[Records of labeled points]

★ ★ ★ ★

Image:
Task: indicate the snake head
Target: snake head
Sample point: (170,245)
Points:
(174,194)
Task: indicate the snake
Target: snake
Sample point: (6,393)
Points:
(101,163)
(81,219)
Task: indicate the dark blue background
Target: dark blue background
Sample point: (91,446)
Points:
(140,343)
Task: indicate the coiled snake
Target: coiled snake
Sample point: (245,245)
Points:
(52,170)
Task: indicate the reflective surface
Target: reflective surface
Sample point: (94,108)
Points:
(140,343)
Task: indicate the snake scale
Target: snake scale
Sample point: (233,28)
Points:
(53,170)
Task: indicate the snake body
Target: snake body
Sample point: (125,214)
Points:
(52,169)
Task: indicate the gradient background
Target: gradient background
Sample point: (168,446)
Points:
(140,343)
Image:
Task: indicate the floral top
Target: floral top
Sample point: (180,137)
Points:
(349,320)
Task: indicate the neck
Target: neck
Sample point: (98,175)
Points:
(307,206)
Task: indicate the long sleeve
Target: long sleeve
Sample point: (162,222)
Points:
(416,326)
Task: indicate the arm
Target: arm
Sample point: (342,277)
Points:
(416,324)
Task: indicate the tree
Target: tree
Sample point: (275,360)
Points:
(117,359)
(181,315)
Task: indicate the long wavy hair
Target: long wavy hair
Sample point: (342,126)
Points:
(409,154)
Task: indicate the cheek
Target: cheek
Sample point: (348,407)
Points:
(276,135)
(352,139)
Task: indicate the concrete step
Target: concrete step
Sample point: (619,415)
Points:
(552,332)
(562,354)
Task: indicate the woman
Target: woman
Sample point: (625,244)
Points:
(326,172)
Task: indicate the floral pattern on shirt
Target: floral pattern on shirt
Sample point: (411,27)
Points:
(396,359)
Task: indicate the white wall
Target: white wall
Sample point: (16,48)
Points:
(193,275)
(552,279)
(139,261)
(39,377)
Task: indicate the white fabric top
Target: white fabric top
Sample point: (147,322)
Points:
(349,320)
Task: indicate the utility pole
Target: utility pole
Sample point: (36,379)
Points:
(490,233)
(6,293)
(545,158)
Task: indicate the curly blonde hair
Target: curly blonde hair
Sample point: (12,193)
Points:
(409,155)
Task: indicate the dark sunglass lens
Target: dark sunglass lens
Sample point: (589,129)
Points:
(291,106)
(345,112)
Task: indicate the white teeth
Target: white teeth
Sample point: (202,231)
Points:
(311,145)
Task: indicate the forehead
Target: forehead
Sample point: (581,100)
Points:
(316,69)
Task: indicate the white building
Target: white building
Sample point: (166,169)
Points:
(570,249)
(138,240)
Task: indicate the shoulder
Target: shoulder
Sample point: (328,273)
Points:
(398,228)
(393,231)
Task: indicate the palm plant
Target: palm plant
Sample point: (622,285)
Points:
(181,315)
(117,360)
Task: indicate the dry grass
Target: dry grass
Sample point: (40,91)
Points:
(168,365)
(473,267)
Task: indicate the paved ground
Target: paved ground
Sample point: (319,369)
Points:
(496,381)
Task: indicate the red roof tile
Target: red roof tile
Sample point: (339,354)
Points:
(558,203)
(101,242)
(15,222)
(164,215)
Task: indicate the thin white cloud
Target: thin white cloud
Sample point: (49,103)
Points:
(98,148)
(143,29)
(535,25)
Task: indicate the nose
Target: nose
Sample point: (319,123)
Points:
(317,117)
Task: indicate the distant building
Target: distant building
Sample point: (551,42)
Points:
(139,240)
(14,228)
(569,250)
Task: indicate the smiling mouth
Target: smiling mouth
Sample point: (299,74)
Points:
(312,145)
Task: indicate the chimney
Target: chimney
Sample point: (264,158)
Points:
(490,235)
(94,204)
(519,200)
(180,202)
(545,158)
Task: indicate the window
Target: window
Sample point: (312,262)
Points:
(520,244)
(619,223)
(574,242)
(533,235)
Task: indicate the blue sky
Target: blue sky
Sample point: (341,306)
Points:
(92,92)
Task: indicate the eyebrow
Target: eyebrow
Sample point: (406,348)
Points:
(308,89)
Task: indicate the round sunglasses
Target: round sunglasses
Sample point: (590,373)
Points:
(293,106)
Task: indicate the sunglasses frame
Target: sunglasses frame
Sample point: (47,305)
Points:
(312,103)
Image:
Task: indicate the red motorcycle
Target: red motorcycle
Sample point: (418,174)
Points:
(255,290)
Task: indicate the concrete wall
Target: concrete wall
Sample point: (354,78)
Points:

★ ★ ★ ★

WHAT TO DO: Return, word for word, the lines of the records starting at the line that contains "Task: indicate the sunglasses frame" and ending at the last line of the records.

TASK RESPONSE:
Task: indicate the sunglasses frame
Target: sunglasses frame
Sample point: (47,305)
Points:
(312,103)
Image:
Task: indicate the red motorcycle
Target: red motorcycle
Sample point: (418,174)
Points:
(255,290)
Task: indicate the concrete wall
Target: concrete wall
Sample point: (354,78)
Points:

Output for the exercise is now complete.